Written task -
The listing below should be copied in full, word for word.

___ Given data

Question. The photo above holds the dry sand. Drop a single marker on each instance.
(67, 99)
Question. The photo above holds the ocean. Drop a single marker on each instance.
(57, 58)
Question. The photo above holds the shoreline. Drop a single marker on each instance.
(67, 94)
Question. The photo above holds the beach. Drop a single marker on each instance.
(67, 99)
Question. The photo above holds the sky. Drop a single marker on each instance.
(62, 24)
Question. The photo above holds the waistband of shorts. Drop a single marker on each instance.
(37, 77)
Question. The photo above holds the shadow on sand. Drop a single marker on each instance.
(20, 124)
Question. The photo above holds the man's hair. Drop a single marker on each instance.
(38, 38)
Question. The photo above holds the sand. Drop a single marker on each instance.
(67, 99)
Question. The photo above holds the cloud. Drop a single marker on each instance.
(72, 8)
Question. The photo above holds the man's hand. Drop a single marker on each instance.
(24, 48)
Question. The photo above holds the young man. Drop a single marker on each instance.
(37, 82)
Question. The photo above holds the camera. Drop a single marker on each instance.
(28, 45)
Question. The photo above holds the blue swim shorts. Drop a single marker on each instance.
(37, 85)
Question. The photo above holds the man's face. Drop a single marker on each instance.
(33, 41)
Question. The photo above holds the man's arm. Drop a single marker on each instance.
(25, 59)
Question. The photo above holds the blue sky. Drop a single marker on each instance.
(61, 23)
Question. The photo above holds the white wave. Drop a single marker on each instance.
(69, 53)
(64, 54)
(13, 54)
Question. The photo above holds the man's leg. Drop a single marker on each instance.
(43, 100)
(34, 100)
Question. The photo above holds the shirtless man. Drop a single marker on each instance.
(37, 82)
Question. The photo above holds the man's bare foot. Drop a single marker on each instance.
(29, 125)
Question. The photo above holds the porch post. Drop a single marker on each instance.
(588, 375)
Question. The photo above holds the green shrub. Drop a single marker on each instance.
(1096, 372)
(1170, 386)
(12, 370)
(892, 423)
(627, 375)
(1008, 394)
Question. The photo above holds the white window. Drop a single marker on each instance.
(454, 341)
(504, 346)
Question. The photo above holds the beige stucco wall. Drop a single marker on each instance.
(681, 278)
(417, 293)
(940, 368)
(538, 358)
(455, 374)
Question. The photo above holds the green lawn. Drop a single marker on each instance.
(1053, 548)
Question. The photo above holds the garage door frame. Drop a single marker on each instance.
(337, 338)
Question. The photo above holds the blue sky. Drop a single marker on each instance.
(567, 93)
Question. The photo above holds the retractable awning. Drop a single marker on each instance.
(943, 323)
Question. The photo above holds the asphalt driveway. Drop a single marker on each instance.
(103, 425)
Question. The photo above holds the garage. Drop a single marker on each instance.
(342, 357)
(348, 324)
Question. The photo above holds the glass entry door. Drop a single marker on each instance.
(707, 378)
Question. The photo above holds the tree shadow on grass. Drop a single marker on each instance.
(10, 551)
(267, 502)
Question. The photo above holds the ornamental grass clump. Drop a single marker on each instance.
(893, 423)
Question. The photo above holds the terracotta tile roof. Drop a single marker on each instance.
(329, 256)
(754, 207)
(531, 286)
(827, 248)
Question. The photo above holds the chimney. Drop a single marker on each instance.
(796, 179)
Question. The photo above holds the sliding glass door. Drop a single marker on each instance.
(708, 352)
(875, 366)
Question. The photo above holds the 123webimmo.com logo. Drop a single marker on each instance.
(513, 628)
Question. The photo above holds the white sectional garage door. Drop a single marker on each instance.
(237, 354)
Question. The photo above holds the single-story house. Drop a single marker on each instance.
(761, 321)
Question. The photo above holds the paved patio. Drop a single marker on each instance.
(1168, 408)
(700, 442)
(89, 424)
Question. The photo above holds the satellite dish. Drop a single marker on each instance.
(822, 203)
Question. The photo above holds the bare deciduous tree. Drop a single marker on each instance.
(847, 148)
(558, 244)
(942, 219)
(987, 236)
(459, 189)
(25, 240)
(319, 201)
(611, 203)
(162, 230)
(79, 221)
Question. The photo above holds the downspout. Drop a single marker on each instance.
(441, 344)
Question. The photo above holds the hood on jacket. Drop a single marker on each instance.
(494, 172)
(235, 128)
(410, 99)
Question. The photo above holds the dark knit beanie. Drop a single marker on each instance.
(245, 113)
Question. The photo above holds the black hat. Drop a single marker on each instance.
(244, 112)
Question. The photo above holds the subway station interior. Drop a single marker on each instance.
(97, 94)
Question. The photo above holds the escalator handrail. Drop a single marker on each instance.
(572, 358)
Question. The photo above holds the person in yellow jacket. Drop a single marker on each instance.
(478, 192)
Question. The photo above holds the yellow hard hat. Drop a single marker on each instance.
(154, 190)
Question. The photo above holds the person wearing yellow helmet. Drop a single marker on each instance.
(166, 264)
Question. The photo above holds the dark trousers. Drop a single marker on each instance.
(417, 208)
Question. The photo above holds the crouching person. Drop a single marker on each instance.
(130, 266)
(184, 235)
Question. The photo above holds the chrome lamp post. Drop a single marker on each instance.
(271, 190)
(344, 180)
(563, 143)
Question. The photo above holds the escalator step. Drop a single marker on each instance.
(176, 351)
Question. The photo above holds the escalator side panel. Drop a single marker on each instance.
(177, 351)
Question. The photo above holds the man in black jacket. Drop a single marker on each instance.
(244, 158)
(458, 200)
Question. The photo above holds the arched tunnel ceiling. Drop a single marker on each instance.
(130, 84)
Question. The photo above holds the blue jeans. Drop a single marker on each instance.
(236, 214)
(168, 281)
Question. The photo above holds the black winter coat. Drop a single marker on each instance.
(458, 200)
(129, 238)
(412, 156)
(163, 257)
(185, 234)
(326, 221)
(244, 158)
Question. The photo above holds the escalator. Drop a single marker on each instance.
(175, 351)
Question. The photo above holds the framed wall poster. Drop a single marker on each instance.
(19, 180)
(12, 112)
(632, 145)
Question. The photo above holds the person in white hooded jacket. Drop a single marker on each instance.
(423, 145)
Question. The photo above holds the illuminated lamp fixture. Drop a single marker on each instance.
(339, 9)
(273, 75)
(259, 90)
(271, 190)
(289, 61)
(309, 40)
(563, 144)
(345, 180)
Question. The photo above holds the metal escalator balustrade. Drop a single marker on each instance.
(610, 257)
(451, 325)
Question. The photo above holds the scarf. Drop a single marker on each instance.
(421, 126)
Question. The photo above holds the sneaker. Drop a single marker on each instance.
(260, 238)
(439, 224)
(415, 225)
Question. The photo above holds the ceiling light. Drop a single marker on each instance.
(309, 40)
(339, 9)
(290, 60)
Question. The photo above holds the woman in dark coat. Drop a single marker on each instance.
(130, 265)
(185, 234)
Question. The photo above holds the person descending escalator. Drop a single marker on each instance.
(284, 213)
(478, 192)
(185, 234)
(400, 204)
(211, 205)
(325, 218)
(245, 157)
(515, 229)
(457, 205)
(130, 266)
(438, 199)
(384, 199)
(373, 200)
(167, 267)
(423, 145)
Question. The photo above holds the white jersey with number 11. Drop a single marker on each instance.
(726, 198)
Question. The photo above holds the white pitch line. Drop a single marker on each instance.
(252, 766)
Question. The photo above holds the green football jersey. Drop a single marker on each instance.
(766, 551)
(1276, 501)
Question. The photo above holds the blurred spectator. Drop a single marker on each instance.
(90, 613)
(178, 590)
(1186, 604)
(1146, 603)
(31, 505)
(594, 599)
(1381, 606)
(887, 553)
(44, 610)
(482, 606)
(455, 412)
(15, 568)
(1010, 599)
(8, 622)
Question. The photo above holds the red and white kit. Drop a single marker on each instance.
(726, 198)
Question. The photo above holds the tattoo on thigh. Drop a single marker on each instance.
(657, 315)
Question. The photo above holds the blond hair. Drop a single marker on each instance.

______

Complete output -
Question. The photo above holds the dry sand. Drop a single marker on each instance.
(67, 99)
Question. The photo above holds the ocean. Drop a single marker on each instance.
(57, 58)
Question. The photo above holds the shoreline. Drop a single marker on each instance.
(67, 94)
Question. The photo above holds the beach. Drop a single marker on each instance.
(67, 99)
Question. The photo above holds the sky. Drop a single marker on each instance.
(62, 24)
Question. The photo above holds the waistband of shorts. Drop a single marker on each instance.
(37, 77)
Question. The photo above holds the shadow on sand. Drop a single marker on each instance.
(20, 124)
Question. The photo above holds the man's hair. Drop a single marker on each instance.
(38, 38)
Question. The photo above holds the sand. Drop a single marker on each instance.
(67, 99)
Question. The photo above holds the cloud. Drop a single marker on each instance.
(72, 8)
Question. The photo above holds the man's hand. Drop a single marker on each instance.
(24, 48)
Question. The photo above holds the young man. Drop a single marker on each instance.
(37, 82)
Question. The photo above holds the camera. Drop a single marker on each instance.
(28, 45)
Question. The photo above holds the blue swim shorts. Drop a single marker on each instance.
(37, 85)
Question. The photo above holds the man's face. Drop a single marker on each instance.
(33, 41)
Question. The photo above holds the man's arm. Drop a single marker on each instance.
(25, 59)
Question. The photo above holds the blue sky. Drop a single marker on each instance.
(61, 23)
Question. The photo above holds the white wave. Drop a single marker on each instance.
(69, 53)
(64, 54)
(13, 54)
Question. The photo above holds the man's leg. Drop a single marker on each instance.
(43, 100)
(34, 100)
Question. The photo above holds the shirtless man. Drop a single marker on each instance.
(37, 82)
Question. The photo above holds the man's bare foot. Drop a single marker on each instance.
(29, 125)
Question. The photo above holds the porch post. Drop a single marker on each instance.
(588, 375)
Question. The photo above holds the green shrub. Drop a single marker on each instance.
(1096, 372)
(1170, 386)
(12, 370)
(892, 423)
(627, 375)
(1008, 394)
Question. The photo above holds the white window. Drop a single marker on each instance.
(454, 341)
(504, 346)
Question. The photo above holds the beige stucco wall. Drop a single marker on each instance.
(681, 278)
(417, 293)
(940, 368)
(538, 358)
(455, 374)
Question. The photo above holds the green lawn. Drop a single marker on each instance.
(1053, 548)
Question. The photo above holds the garage door frame. Drop a single marker on each instance.
(337, 338)
Question. The photo above holds the blue sky. Drop a single marker on each instance.
(567, 93)
Question. The photo above holds the retractable awning. Drop a single marker on each instance.
(943, 323)
Question. The photo above holds the asphalt driveway. Drop a single marker on each instance.
(103, 425)
Question. The photo above holds the garage. Drop a single marker on each instance.
(342, 357)
(348, 324)
Question. The photo above holds the glass entry door. Drop a single marker on each instance.
(707, 378)
Question. The photo above holds the tree shadow on grass. Drop a single marker on each instance.
(10, 551)
(267, 502)
Question. The photo above holds the ornamental grass clump. Drop a single marker on each instance.
(893, 423)
Question. The photo above holds the terracotta tile roof. Drop a single marker on each instance.
(329, 256)
(754, 207)
(531, 286)
(827, 248)
Question. The photo above holds the chimney. Drop a single marker on each instance.
(796, 179)
Question. The photo above holds the sliding glass door. Drop a single marker on each instance.
(708, 352)
(875, 366)
Question. The photo above holds the 123webimmo.com logo. Drop a single marker on each instance.
(513, 628)
Question. The photo above holds the white sectional garage door. Drop a single marker on each instance.
(237, 354)
Question. The photo above holds the single-story house. Drop a single marker on each instance.
(761, 321)
Question. The photo above holds the paved patio. Drop a single marker on each instance.
(1168, 408)
(700, 442)
(89, 424)
Question. The photo above holds the satellite dish. Drop a single marker on each instance.
(822, 203)
Question. The photo above holds the bare deciduous tree. Drop a single marker on each instance.
(847, 148)
(558, 244)
(942, 219)
(987, 236)
(459, 189)
(25, 240)
(319, 201)
(611, 203)
(162, 230)
(79, 221)
Question. The photo above holds the downspout. Drop a single marker on each instance.
(441, 344)
Question. The photo above holds the hood on jacket. Drop a single marker on each instance.
(494, 172)
(235, 128)
(410, 99)
Question. The photo above holds the dark knit beanie. Drop a single marker on each instance.
(245, 113)
Question. The photo above holds the black hat. Drop a single marker on each instance.
(244, 112)
Question. The photo above holds the subway station interior. Drop a single marker on each instance.
(97, 94)
Question. The photo above holds the escalator handrail. Drop a single marker on each instance.
(572, 358)
Question. The photo above holds the person in yellow jacket. Drop a single marker on each instance.
(478, 192)
Question. The photo above holds the yellow hard hat. Drop a single marker on each instance.
(154, 190)
Question. The photo above holds the person wearing yellow helmet. Drop a single marker on each instance.
(166, 264)
Question. The photo above holds the dark trousers. Drop a single marker on each instance.
(417, 208)
Question. The photo above holds the crouching person. Drop a single marker on each instance.
(130, 266)
(184, 235)
Question. The photo above holds the chrome lamp post. Drop a single marker on each instance.
(271, 190)
(344, 180)
(563, 143)
Question. The photo above holds the escalator step. Drop a single marker on each instance.
(176, 351)
Question. The photo above holds the escalator side panel. Drop a single marker on each instance.
(177, 351)
Question. The photo above holds the man in black jacket. Drop a single marker on each instance.
(244, 158)
(458, 200)
Question. The photo above holds the arched tunnel ceiling. Drop a single marker on each instance.
(130, 84)
Question. The photo above holds the blue jeans. Drop a single marker on each instance.
(236, 214)
(168, 281)
Question. The photo above holds the black winter coat. Drop a single marker on each instance.
(458, 200)
(129, 238)
(412, 156)
(163, 257)
(185, 234)
(326, 221)
(244, 158)
Question. The photo above holds the escalator. Drop a single marker on each instance.
(175, 351)
Question. The photo above holds the framed wall poster. Drop a single marker on each instance.
(19, 180)
(12, 112)
(632, 145)
Question. The photo above holds the person in white hooded jacket. Drop a single marker on each instance.
(423, 145)
Question. The photo above holds the illuminated lamp fixture. Drop a single marker on each instance.
(339, 9)
(273, 75)
(259, 90)
(271, 190)
(289, 61)
(309, 40)
(563, 144)
(345, 180)
Question. The photo above holds the metal escalator balustrade. Drop a single marker on each instance.
(610, 257)
(451, 325)
Question. The photo above holds the scarf. Drop a single marker on each instance.
(421, 126)
Question. The photo above holds the sneaker. Drop a single marker on each instance.
(260, 238)
(439, 224)
(415, 225)
Question. The photo above holds the ceiling light. Drop a single marker on each instance.
(309, 40)
(339, 9)
(290, 60)
Question. The photo above holds the woman in dark coat. Drop a single marker on each instance.
(130, 265)
(185, 234)
Question. The photo above holds the person descending escalator. Drop a single marker on each instance.
(284, 213)
(478, 192)
(185, 234)
(400, 204)
(211, 205)
(325, 218)
(245, 157)
(515, 229)
(457, 205)
(130, 266)
(438, 199)
(384, 199)
(373, 200)
(167, 267)
(423, 145)
Question. The photo above holds the white jersey with number 11. Drop a single marker on each instance.
(726, 198)
Question. The photo above holds the white pitch line. Drop a single marker on each instance.
(252, 766)
Question. The photo above holds the green football jersey. Drop a single marker on each instance.
(766, 551)
(1276, 501)
Question. The photo above holds the blurred spectator. Drop a single marker on each instance.
(90, 613)
(178, 590)
(1186, 604)
(1146, 603)
(31, 505)
(594, 599)
(1381, 606)
(887, 553)
(44, 610)
(482, 606)
(455, 412)
(15, 568)
(1010, 599)
(8, 622)
Question. The photo above holds the red and white kit. Drop a single marker on each instance.
(726, 198)
Question. The photo above holds the tattoo on thigh. Drop a single marker on each instance.
(657, 315)
Question. The photo above holds the blond hair. Drop a single marker on each instance.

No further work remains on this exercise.